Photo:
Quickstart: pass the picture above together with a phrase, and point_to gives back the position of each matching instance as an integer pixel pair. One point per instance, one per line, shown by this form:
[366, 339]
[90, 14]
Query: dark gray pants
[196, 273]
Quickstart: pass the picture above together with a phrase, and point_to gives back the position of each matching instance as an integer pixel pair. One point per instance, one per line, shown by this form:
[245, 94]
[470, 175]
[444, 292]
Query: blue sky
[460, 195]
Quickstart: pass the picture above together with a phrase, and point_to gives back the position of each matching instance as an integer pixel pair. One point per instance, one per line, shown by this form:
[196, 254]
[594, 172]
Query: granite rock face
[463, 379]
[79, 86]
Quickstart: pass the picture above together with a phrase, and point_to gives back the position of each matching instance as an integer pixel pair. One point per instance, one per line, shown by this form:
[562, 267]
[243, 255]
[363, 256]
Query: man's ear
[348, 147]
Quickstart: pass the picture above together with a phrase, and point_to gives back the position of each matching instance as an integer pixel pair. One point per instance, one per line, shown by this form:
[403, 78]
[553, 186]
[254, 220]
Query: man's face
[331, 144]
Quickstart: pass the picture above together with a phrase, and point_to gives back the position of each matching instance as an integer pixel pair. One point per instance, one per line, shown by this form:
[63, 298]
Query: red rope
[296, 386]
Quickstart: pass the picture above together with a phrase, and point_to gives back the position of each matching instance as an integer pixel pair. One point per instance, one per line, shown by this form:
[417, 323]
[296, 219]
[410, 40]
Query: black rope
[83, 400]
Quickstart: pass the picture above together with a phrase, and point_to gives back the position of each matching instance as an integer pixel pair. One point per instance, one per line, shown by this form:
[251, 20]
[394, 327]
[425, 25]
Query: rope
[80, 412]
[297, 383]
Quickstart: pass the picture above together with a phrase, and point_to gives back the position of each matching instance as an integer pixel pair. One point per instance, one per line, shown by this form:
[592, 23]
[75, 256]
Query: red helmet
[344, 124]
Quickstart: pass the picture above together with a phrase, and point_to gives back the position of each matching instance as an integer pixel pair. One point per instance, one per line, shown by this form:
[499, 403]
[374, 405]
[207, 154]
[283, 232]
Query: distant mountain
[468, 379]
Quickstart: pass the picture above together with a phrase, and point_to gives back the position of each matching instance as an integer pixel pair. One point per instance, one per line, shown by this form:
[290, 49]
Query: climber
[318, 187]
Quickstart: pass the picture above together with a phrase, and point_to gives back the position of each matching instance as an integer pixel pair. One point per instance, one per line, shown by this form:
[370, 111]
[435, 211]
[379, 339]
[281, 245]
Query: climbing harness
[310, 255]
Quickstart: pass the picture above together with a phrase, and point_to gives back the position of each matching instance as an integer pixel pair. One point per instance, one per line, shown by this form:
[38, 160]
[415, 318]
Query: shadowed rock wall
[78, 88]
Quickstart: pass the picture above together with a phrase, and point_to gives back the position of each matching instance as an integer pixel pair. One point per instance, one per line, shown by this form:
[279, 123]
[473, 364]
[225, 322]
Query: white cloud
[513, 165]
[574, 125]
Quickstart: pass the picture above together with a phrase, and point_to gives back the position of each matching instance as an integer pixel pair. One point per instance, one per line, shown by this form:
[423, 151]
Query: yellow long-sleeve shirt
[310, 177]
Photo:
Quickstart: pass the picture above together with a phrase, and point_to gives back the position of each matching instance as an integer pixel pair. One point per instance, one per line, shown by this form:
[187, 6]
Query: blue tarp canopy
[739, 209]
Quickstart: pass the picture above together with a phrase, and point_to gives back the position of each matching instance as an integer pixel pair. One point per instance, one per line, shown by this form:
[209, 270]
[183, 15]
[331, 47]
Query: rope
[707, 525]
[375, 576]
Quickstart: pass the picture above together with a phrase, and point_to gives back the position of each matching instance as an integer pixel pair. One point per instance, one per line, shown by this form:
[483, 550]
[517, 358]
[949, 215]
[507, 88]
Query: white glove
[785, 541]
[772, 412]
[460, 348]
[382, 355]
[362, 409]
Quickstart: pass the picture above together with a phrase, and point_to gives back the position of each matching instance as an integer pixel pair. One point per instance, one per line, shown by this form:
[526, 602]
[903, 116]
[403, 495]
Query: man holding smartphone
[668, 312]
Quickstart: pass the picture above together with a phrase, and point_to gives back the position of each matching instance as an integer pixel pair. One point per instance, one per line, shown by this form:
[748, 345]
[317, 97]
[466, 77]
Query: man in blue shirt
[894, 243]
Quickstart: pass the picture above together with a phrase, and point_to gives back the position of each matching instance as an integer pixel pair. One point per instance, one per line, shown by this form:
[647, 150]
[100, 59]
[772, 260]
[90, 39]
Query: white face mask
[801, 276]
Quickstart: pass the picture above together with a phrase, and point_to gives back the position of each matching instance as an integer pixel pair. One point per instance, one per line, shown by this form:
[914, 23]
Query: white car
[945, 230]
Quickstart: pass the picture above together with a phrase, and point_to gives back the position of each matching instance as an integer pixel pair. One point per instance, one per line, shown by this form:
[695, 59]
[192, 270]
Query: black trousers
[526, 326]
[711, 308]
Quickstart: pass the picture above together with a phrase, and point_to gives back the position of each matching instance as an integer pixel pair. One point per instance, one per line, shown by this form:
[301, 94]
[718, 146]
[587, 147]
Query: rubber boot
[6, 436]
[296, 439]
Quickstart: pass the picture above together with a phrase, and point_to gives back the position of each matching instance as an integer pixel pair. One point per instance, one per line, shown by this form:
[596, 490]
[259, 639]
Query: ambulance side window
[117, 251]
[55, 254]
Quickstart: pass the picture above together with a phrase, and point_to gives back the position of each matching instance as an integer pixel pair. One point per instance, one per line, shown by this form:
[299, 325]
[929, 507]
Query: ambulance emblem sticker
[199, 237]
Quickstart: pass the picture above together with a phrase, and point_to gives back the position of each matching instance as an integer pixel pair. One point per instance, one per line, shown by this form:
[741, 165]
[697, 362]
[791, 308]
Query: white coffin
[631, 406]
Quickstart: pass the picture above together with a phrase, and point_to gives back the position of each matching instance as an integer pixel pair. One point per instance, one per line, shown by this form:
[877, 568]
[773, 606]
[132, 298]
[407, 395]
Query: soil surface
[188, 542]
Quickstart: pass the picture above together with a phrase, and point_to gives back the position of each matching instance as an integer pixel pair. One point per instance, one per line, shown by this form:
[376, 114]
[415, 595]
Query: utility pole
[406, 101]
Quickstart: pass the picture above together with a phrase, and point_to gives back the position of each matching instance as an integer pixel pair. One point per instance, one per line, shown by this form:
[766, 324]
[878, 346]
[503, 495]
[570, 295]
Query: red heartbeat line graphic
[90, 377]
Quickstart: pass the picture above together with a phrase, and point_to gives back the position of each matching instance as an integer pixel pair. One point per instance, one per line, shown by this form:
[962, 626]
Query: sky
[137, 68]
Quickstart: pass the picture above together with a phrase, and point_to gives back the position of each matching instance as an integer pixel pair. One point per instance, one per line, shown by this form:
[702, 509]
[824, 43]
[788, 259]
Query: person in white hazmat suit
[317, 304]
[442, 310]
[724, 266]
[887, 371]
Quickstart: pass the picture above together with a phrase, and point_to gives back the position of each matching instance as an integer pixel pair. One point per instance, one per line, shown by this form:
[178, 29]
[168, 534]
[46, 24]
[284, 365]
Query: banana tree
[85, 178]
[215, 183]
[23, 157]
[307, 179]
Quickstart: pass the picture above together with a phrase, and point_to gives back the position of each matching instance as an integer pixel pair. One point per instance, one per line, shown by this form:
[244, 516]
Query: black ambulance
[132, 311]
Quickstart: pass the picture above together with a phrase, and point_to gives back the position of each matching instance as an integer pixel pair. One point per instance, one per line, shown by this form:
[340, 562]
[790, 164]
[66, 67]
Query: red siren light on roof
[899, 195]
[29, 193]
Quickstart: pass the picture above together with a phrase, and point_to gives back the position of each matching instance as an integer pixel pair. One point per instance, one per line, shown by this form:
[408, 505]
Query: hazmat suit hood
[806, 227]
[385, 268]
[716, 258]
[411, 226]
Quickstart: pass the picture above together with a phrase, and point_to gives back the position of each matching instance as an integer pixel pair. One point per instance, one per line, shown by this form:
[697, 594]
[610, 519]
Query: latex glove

#### WHAT YOU HAVE TO DO
Pick out every line of the items that contains the string "ambulance", and copy each one. Case counts.

#### RESULT
Query: ambulance side window
Query: ambulance emblem sticker
Query: black ambulance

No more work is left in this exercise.